About this task »
The answer must consist of each line below that contains the word "record", copied in full.

Exercise material »
Segment Open

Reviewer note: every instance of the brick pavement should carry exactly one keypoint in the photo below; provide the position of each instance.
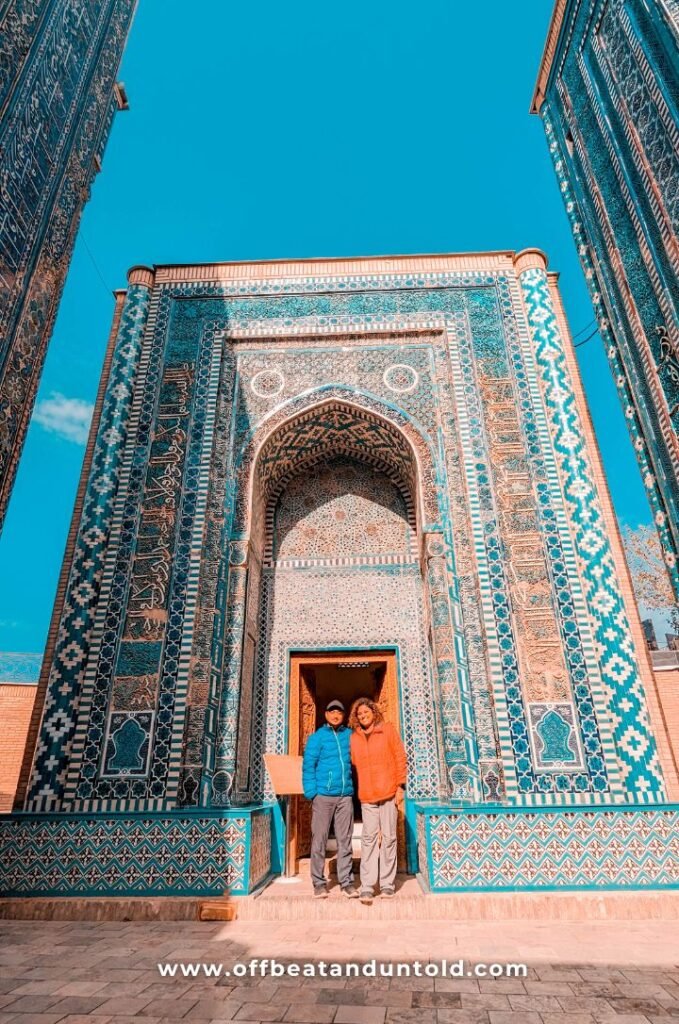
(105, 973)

Segment Closed
Segment Open

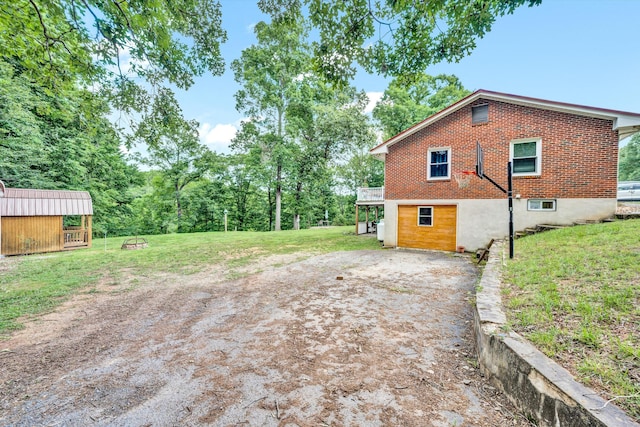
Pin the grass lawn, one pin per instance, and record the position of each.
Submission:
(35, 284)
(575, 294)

Segment Closed
Segment Open

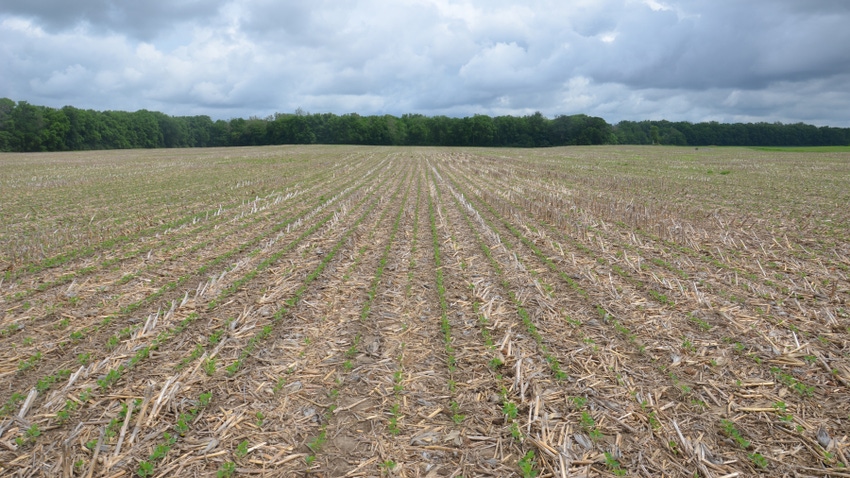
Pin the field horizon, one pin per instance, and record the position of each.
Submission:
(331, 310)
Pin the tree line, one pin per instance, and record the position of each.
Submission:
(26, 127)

Segment Closed

Solution to this problem »
Pin the grass lawn, one pin per instance, and record the position of each.
Pin the field horizon, one pin per instance, and record the position of each.
Pin the tree line, one pin per instance, and record the position of each.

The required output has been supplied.